Instructions for the task: Print the data that follows without changing a single word.

Record extracts:
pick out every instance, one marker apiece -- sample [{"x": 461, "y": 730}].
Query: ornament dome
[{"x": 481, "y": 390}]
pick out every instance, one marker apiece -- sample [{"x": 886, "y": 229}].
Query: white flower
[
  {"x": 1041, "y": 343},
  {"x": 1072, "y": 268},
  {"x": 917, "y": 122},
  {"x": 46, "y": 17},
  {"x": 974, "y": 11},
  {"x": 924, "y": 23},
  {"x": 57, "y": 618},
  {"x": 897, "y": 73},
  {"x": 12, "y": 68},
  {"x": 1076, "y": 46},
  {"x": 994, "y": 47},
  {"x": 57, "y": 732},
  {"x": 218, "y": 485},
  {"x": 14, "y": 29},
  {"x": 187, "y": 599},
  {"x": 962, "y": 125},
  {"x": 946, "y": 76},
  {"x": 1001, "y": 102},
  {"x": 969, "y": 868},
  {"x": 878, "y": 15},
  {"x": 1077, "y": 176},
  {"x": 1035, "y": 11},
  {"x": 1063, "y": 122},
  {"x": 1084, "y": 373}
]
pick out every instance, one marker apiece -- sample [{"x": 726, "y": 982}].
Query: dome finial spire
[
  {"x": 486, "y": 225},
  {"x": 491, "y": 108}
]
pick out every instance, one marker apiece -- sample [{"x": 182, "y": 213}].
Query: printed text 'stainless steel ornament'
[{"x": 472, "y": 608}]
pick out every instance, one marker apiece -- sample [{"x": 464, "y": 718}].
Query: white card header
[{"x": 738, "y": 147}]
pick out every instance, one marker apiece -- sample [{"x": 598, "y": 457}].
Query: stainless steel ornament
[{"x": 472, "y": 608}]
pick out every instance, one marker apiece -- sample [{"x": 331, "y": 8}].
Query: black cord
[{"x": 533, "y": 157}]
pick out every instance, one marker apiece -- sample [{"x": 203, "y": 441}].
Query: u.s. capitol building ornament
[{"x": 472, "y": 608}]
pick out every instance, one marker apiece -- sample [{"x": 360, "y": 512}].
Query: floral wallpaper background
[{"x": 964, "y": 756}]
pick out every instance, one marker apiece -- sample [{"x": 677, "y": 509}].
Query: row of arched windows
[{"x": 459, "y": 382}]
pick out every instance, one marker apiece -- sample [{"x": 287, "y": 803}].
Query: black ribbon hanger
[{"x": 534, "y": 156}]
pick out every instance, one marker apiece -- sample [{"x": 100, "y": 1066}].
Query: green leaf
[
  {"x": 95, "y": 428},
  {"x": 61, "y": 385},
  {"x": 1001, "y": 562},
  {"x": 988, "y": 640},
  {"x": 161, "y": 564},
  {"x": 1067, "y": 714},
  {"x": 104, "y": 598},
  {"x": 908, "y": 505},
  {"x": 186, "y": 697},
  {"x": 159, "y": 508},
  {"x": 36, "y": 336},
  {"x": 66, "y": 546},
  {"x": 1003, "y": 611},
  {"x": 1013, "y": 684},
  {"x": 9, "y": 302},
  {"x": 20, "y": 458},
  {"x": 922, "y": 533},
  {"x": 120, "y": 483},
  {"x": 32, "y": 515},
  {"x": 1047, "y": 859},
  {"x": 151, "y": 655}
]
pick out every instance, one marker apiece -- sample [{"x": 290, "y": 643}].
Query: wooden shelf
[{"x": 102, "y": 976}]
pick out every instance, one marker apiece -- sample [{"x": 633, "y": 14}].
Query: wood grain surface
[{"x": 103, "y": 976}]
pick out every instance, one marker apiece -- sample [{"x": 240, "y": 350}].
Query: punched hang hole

Reply:
pick out every instance, one marker apiece -- sample [{"x": 461, "y": 730}].
Query: ornament dome
[{"x": 481, "y": 390}]
pick out every instance, one marker apiece -- sample [{"x": 886, "y": 229}].
Query: white flower
[
  {"x": 1041, "y": 343},
  {"x": 1072, "y": 268},
  {"x": 917, "y": 122},
  {"x": 46, "y": 17},
  {"x": 974, "y": 11},
  {"x": 924, "y": 23},
  {"x": 57, "y": 618},
  {"x": 897, "y": 73},
  {"x": 12, "y": 68},
  {"x": 1076, "y": 46},
  {"x": 994, "y": 47},
  {"x": 57, "y": 732},
  {"x": 218, "y": 485},
  {"x": 14, "y": 29},
  {"x": 187, "y": 599},
  {"x": 962, "y": 125},
  {"x": 946, "y": 76},
  {"x": 1001, "y": 102},
  {"x": 969, "y": 868},
  {"x": 878, "y": 15},
  {"x": 1077, "y": 176},
  {"x": 1035, "y": 11},
  {"x": 1063, "y": 122},
  {"x": 1084, "y": 373}
]
pick out every instance, one marker apiece -- sample [{"x": 726, "y": 982}].
Query: dome finial spire
[
  {"x": 486, "y": 225},
  {"x": 491, "y": 108}
]
pick out every instance, one marker apiece -- sample [{"x": 182, "y": 213}].
Query: printed text 'stainless steel ornament'
[{"x": 472, "y": 608}]
pick out every instance, one marker apiece -- sample [{"x": 464, "y": 718}].
Query: white card header
[{"x": 738, "y": 147}]
pick out every instance, one marker apiece -- sample [{"x": 598, "y": 457}].
Query: stainless steel ornament
[{"x": 472, "y": 608}]
pick out every instance, one marker apiece -- sample [{"x": 331, "y": 8}].
Query: black cord
[{"x": 533, "y": 157}]
pick out every instance, one marker apiece -- sample [{"x": 203, "y": 441}].
Query: u.s. capitol building ornament
[{"x": 472, "y": 608}]
pick out every instance, one marker apiece -- sample [{"x": 360, "y": 512}].
Query: floral wallpaper background
[{"x": 964, "y": 756}]
pick out every instance, one marker apiece -- sample [{"x": 677, "y": 509}].
Query: row of arched windows
[{"x": 459, "y": 382}]
pick out every instance, one marker apiece -- sample [{"x": 287, "y": 803}].
Query: black ribbon hanger
[{"x": 534, "y": 156}]
pick out every instance, one marker apiece -- sample [{"x": 100, "y": 1066}].
Query: green leaf
[
  {"x": 95, "y": 428},
  {"x": 61, "y": 385},
  {"x": 1001, "y": 562},
  {"x": 988, "y": 640},
  {"x": 161, "y": 564},
  {"x": 1067, "y": 714},
  {"x": 104, "y": 598},
  {"x": 908, "y": 505},
  {"x": 186, "y": 697},
  {"x": 159, "y": 508},
  {"x": 36, "y": 336},
  {"x": 66, "y": 546},
  {"x": 1003, "y": 611},
  {"x": 1013, "y": 684},
  {"x": 9, "y": 302},
  {"x": 20, "y": 458},
  {"x": 922, "y": 533},
  {"x": 120, "y": 483},
  {"x": 32, "y": 515},
  {"x": 1047, "y": 859},
  {"x": 151, "y": 655}
]
pick out every instance, one marker apiece -- sample [{"x": 290, "y": 643}].
Query: wooden shelf
[{"x": 102, "y": 976}]
pick out every instance, one marker apiece -- sample [{"x": 633, "y": 14}].
Query: wood grain surface
[{"x": 103, "y": 976}]
pick out every instance, one marker apiece -- sample [{"x": 240, "y": 350}].
Query: punched hang hole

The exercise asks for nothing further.